Directions for this task ::
For every line in the data below that contains "before", copy the line.

Excerpted data ::
■ ■ ■ ■ ■
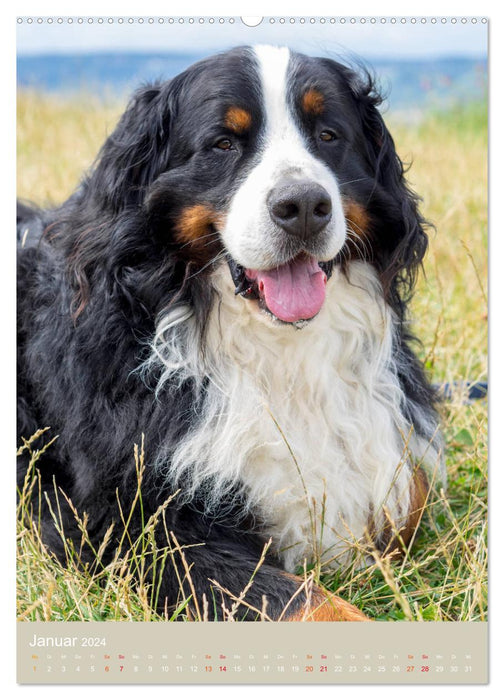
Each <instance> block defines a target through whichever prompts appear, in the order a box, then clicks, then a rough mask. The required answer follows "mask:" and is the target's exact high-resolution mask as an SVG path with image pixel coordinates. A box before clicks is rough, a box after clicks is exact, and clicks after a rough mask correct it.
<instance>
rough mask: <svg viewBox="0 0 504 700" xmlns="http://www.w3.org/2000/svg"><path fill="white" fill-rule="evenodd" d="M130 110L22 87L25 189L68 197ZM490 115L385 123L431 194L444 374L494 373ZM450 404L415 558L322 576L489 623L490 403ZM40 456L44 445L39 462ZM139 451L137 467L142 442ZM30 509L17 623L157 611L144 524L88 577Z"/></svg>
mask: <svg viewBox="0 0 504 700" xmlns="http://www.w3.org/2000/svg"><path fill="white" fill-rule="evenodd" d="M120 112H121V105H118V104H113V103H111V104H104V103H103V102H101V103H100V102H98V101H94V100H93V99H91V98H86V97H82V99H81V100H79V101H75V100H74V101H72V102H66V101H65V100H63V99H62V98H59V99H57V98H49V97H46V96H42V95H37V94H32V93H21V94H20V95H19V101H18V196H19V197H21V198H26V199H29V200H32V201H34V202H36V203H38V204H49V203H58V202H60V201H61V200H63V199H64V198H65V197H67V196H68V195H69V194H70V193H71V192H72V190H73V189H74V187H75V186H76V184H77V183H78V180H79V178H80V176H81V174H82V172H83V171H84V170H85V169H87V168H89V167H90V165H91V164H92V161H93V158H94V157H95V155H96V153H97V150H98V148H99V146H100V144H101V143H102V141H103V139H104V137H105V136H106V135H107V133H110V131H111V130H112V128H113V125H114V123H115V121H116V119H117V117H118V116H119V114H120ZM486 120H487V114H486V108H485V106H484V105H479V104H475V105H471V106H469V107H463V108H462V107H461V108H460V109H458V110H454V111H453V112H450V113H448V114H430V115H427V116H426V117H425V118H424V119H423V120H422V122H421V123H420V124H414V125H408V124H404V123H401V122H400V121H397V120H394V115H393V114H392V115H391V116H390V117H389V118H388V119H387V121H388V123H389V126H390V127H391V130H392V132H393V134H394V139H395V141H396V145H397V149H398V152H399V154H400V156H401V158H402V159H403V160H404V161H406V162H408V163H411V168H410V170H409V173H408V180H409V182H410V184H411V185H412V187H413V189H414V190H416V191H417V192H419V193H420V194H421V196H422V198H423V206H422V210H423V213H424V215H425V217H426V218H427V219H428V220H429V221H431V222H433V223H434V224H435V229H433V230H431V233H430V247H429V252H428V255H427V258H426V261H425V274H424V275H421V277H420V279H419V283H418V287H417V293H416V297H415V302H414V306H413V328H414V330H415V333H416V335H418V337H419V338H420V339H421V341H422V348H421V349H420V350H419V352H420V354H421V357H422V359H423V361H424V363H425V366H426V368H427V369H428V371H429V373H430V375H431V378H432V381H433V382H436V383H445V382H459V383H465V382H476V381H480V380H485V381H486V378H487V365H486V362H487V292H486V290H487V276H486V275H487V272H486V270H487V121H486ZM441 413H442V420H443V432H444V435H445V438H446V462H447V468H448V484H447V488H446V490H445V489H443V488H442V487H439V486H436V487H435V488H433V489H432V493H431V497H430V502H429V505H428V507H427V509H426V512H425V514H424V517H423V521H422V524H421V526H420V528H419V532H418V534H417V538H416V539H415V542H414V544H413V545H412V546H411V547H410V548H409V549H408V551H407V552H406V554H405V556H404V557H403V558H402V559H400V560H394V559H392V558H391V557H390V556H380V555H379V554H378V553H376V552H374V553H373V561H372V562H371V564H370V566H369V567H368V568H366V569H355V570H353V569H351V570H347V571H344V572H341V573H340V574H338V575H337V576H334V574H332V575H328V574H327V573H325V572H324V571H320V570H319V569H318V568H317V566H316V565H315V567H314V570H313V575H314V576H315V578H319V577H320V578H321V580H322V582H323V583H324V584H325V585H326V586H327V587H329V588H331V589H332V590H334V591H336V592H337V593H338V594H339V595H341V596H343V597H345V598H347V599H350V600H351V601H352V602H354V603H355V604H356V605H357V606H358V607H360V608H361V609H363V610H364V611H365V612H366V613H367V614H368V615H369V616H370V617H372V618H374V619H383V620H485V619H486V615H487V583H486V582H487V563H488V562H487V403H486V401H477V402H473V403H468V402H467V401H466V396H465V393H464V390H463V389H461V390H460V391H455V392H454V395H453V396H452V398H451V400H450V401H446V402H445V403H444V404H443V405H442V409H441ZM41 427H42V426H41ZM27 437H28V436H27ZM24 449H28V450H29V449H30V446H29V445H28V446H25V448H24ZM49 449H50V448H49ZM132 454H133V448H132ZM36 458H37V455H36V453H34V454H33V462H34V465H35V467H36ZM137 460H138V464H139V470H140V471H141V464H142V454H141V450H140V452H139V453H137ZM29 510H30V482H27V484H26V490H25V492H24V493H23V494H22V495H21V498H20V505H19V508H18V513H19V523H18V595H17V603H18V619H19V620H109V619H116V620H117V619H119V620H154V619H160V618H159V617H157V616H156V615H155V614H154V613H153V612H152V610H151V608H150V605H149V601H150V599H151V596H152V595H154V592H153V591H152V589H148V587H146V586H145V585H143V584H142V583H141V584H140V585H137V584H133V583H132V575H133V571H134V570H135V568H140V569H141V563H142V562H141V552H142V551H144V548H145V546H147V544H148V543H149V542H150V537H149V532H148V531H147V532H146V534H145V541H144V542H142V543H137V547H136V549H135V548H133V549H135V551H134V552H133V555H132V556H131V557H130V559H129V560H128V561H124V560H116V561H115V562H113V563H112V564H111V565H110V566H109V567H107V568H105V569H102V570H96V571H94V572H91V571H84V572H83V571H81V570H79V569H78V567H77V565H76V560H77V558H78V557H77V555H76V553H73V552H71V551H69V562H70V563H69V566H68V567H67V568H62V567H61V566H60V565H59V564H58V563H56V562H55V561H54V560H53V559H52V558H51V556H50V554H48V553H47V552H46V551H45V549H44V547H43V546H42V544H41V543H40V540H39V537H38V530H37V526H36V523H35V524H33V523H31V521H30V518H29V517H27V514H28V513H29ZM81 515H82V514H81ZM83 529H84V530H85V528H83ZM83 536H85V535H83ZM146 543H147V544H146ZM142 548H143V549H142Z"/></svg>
■ ■ ■ ■ ■
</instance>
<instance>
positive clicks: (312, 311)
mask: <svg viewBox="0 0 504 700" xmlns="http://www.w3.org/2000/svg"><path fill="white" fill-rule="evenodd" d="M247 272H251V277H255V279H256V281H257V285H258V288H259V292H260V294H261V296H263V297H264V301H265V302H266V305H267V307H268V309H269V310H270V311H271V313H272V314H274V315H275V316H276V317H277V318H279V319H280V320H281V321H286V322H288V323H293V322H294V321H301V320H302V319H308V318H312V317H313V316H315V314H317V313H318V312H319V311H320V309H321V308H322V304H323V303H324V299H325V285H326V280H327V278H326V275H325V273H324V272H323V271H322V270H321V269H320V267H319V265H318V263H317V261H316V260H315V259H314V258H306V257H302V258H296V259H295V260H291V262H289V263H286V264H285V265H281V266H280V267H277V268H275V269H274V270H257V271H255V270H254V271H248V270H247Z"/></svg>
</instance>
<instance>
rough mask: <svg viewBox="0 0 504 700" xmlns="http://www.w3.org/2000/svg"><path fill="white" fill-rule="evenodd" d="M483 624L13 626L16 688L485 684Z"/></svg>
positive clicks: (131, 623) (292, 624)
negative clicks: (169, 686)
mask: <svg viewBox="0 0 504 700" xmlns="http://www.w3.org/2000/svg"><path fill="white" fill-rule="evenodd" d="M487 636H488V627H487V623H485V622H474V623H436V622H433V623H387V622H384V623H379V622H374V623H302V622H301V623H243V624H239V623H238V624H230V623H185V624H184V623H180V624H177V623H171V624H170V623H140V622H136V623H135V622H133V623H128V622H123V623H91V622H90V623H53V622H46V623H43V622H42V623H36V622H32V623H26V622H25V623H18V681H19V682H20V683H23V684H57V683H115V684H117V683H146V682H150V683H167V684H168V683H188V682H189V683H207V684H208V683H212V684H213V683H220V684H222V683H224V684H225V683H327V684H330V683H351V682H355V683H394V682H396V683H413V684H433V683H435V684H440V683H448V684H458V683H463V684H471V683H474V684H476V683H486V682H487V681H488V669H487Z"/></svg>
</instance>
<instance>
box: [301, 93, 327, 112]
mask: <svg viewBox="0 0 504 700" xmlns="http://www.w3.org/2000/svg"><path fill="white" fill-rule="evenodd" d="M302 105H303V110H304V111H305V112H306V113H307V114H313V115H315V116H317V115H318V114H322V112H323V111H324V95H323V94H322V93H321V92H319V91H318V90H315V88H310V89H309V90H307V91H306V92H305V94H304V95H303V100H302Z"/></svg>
■ ■ ■ ■ ■
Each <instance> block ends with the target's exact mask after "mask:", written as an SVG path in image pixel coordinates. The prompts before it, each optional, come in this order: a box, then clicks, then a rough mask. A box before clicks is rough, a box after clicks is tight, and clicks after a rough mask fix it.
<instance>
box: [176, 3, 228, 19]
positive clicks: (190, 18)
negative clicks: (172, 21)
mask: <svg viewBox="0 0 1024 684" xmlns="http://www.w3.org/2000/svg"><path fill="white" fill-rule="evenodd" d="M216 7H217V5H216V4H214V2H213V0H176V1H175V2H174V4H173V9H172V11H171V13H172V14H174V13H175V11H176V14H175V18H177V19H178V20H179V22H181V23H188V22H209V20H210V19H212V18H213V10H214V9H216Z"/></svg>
■ ■ ■ ■ ■
Output below ::
Each <instance> block defines a target through whichever prompts appear, in the order a box, then clicks, then a rough mask. The required answer follows "mask:" and is the target's exact high-resolution mask as an SVG path with image pixel coordinates. A box before clicks is rough, a box after clicks is exact, and clicks after a rough mask correct it.
Each <instance> block ends with the target's exact mask after "mask:", written as an SVG path in image pixel coordinates. The prompts before it, each optional, come in this order: a box, then clicks, then a rough mask. A box before clicks is rough, a box after clicks is tight, and clicks after a rough mask fix it.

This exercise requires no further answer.